▶ _Текст_
□ □ □ □

Поэтическая свобода начинается с освобождения от слов. Поэтическая свобода начинается с того, что поэт не вычисляет стихи, а выдыхает их, и его слова — это лишь часть его дыхания. И мы ведь не думаем, изящно мы дышим или нет, а просто дышим, иначе умрем. Но естественность дыхания — это лишь первое условие поэзии. Второе ее условие — естественность мышления, а естественность мышления — это уже мастерство. Только мастерство позволит отлить в строгие формы ту расплавленную хаотическую массу бушующих внутри нас маленьких и больших мыслей.
А счастья нет, есть только мысль,
Которая всему итог,
И если ты поэт, стремись
К зарифмованью сильных строк.
И одно из удивительных качеств Глазкова — это, не теряя естественности, в то же время уметь быть властелином хаотичности жизни, бросая на стол времени полновесные отливки афоризмов. «Чем столетье интересней для историка, тем для современника печальней», «Тяжела ты, шапка Мономаха, без тебя, однако, тяжелей», «Испугались мы не пораженья, а того, что не было борьбы», «Всем смелым начинаньям человека они дают отпор. Так бюрократы каменного века отвергли первый бронзовый топор», «Поэзия — сильные руки хромого», «Жил и был один кувшин. Он хотел достичь вершин, но не смог достичь вершин, потому что он кувшин». Какое редчайшее сочетание грубоватой маяковской обнаженности интонации и одновременно омархайямовской тонкости. Становится даже странно, что до Глазкова никто не написал этих строк, так они, казалось бы, сами напрашиваются на ум. Но это и есть мастерство. Поэт так накрепко вколачивает в наше сознание строки, что они кажутся выношенными нами лично.
У Глазкова нет придуманного лирического героя — гомункулуса, которого выводят в своих колбах безликие стихотворцы. Его герой — это Николай Иванович Глазков, 19-го года рождения, живший по указанному им арбатскому адресу.
Кто же такой — этот Николай Иванович Глазков?
Полнокровный, сильный человек, любивший жизнь, хотя и не умилявшийся ею и не баловавший ее сентиментальными излияниями. Таким он запомнился мне, — истинно русский человек, в котором было что-то и от скомороха, и одновременно от хитроумного богатыря Алеши Поповича. Он любил природу и любил людей. Ненавидел все проявления «мировой дури». Иногда придуривавшийся, иногда беспощадно к самому себе откровенный. Он мог хитро прищурить глаз и сказочку рассказать:
Решил господь внезапно, сразу:
Поотниму
У большинства людей по глазу
По одному.
Циклопы, вырвавшись из сказок,
Входили в моду,
И стали звать они двуглазок:
«Уроды»…
Двуглазки в меньшинстве остались,
И между ними
Нашлись, которые пытались
Глядеть одними.

□ □ □ □

▶ _Исходные данные_
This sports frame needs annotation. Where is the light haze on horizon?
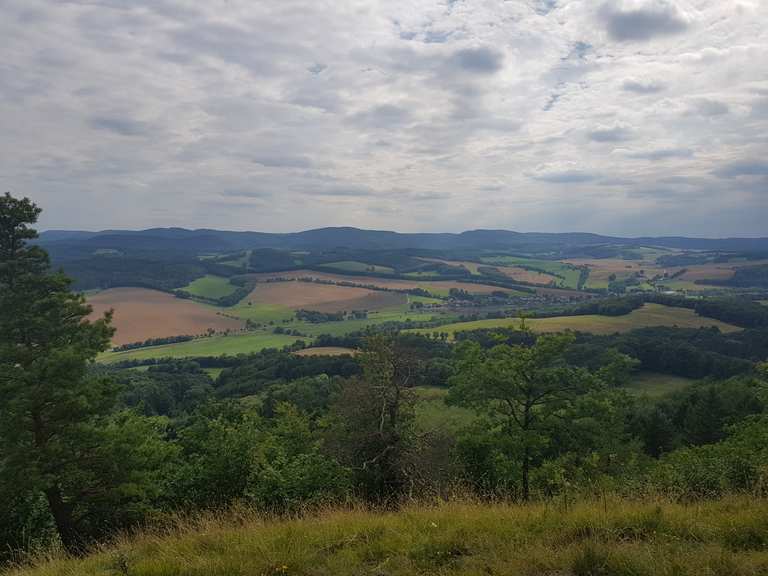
[0,0,768,237]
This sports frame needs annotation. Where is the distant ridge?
[39,227,768,251]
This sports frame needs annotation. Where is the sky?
[0,0,768,237]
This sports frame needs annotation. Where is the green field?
[624,372,696,398]
[280,309,448,336]
[408,294,443,304]
[182,274,237,300]
[226,299,294,323]
[99,304,455,363]
[414,387,477,432]
[481,256,581,289]
[203,368,224,380]
[413,304,741,337]
[323,260,395,274]
[98,332,301,363]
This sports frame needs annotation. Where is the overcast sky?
[0,0,768,236]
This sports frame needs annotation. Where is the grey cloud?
[449,47,504,74]
[530,170,597,184]
[253,155,313,168]
[589,126,632,142]
[621,80,666,94]
[628,148,693,161]
[307,186,376,198]
[307,62,328,76]
[689,98,730,116]
[600,0,688,42]
[88,116,150,136]
[533,0,557,16]
[173,22,292,76]
[714,160,768,178]
[221,189,272,198]
[351,104,411,128]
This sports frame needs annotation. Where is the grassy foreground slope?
[413,304,741,336]
[10,497,768,576]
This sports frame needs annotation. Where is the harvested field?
[295,346,357,356]
[245,282,408,312]
[88,288,244,345]
[563,258,674,288]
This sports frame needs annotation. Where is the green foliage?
[0,194,176,551]
[449,335,599,500]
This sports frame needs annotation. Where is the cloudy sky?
[0,0,768,236]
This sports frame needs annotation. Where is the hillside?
[7,497,768,576]
[40,227,768,254]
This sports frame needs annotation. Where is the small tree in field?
[448,335,599,500]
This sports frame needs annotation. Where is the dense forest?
[0,195,768,560]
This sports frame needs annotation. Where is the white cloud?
[0,0,768,235]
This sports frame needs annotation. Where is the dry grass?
[9,496,768,576]
[88,288,244,345]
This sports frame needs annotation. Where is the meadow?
[295,346,357,356]
[182,274,237,300]
[323,260,395,274]
[246,270,532,298]
[412,304,740,337]
[5,495,768,576]
[98,331,299,363]
[482,256,581,288]
[623,372,697,398]
[412,258,559,285]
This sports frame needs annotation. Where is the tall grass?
[9,496,768,576]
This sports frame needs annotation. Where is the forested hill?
[39,227,768,258]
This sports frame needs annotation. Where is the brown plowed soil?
[88,288,244,345]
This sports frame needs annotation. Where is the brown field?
[88,288,244,345]
[243,270,520,294]
[245,282,408,312]
[419,258,558,285]
[294,346,358,356]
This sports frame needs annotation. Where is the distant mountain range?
[39,227,768,259]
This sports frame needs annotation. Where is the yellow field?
[410,304,741,337]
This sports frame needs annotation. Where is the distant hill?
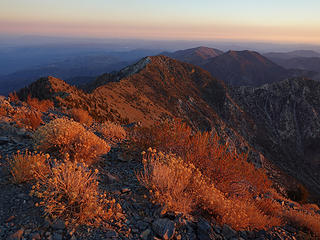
[200,50,289,86]
[18,52,320,199]
[263,50,320,59]
[0,49,157,95]
[162,47,223,65]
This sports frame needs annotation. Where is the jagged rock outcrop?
[232,78,320,197]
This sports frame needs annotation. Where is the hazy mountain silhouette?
[18,55,320,198]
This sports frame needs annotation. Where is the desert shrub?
[8,91,20,103]
[13,110,43,129]
[284,209,320,237]
[95,121,127,143]
[69,108,93,125]
[0,106,7,117]
[131,120,271,198]
[288,184,310,203]
[137,149,281,230]
[27,95,54,112]
[34,118,110,164]
[137,149,199,214]
[31,161,122,226]
[8,150,50,183]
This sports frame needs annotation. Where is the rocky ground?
[0,122,314,240]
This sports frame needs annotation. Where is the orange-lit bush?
[138,149,281,230]
[69,108,93,125]
[13,110,43,129]
[27,95,54,112]
[95,121,127,143]
[8,91,20,103]
[34,118,110,164]
[285,210,320,237]
[8,150,50,183]
[31,161,122,226]
[132,120,271,197]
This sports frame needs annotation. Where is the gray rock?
[152,218,175,240]
[105,230,118,238]
[140,228,151,240]
[31,232,41,240]
[136,221,149,231]
[9,228,24,240]
[51,219,66,230]
[222,224,237,239]
[53,232,63,240]
[197,219,213,240]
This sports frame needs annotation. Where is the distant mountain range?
[0,49,158,95]
[164,47,320,86]
[18,55,320,199]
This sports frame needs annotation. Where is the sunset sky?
[0,0,320,44]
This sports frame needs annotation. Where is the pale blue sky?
[0,0,320,43]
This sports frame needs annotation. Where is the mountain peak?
[164,46,223,64]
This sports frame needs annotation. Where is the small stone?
[9,228,24,240]
[152,218,175,240]
[222,224,237,239]
[6,215,15,223]
[31,232,41,240]
[52,219,66,230]
[105,230,118,238]
[140,228,151,240]
[53,232,62,240]
[121,188,131,193]
[136,221,149,231]
[70,235,77,240]
[197,219,212,240]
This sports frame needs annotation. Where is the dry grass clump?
[8,91,20,103]
[95,121,127,143]
[132,120,271,198]
[285,210,320,237]
[26,95,54,112]
[8,150,50,183]
[34,118,110,164]
[138,149,281,230]
[31,161,122,226]
[69,108,93,125]
[12,109,43,130]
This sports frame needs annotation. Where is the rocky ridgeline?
[0,96,307,240]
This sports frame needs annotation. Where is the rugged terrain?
[0,56,320,239]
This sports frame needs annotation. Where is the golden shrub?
[31,161,122,226]
[95,121,127,143]
[69,108,93,125]
[284,209,320,237]
[137,149,281,230]
[8,150,50,183]
[8,91,20,103]
[13,109,43,129]
[131,119,271,198]
[26,95,54,112]
[34,118,110,164]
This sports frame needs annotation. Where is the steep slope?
[200,51,288,86]
[233,78,320,196]
[163,47,223,65]
[19,56,320,199]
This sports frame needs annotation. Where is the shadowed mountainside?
[18,53,320,199]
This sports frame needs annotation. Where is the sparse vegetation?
[26,95,54,112]
[95,121,127,143]
[13,110,43,129]
[8,150,50,183]
[69,108,93,125]
[34,118,110,165]
[138,149,281,230]
[31,160,122,226]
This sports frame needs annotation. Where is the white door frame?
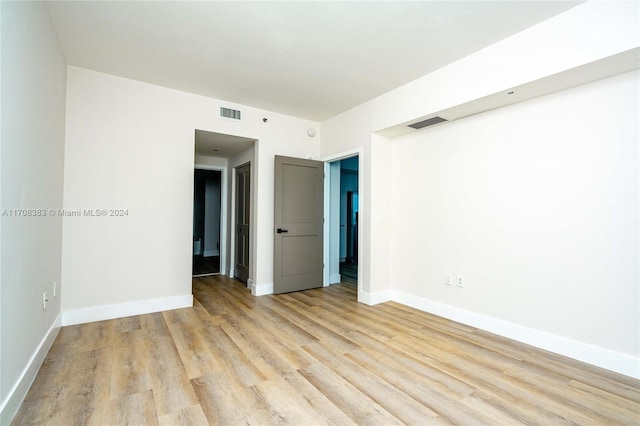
[321,147,368,292]
[192,163,227,275]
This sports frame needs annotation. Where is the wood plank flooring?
[12,276,640,425]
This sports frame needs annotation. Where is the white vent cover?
[409,117,447,129]
[220,107,242,120]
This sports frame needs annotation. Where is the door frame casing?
[320,147,367,293]
[191,163,227,275]
[229,160,249,282]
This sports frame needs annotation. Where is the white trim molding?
[247,280,273,296]
[358,290,393,306]
[390,291,640,379]
[62,294,193,326]
[0,314,62,425]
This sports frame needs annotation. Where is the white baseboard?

□ □ □ □

▶ _Цели_
(A) Перечислите все афоризмы Глазкова, которые приведены в кавычках в тексте о его поэзии.
(B) Верните без изменений фрагмент текста о поэзии Глазкова между словами "Полнокровный, сильный человек, любивший" и "Глядеть одними." включительно.

▶ _Ответы_
(A)
1. «Чем столетье интересней для историка, тем для современника печальней»
2. «Тяжела ты, шапка Мономаха, без тебя, однако, тяжелей»
3. «Испугались мы не пораженья, а того, что не было борьбы»
4. «Всем смелым начинаньям человека они дают отпор. Так бюрократы каменного века отвергли первый бронзовый топор»
5. «Поэзия — сильные руки хромого»
6. «Жил и был один кувшин. Он хотел достичь вершин, но не смог достичь вершин, потому что он кувшин»

(B)
Полнокровный, сильный человек, любивший жизнь, хотя и не умилявшийся ею и не баловавший ее сентиментальными излияниями. Таким он запомнился мне, — истинно русский человек, в котором было что-то и от скомороха, и одновременно от хитроумного богатыря Алеши Поповича. Он любил природу и любил людей. Ненавидел все проявления «мировой дури». Иногда придуривавшийся, иногда беспощадно к самому себе откровенный. Он мог хитро прищурить глаз и сказочку рассказать:
Решил господь внезапно, сразу:
Поотниму
У большинства людей по глазу
По одному.
Циклопы, вырвавшись из сказок,
Входили в моду,
И стали звать они двуглазок:
«Уроды»…
Двуглазки в меньшинстве остались,
И между ними
Нашлись, которые пытались
Глядеть одними.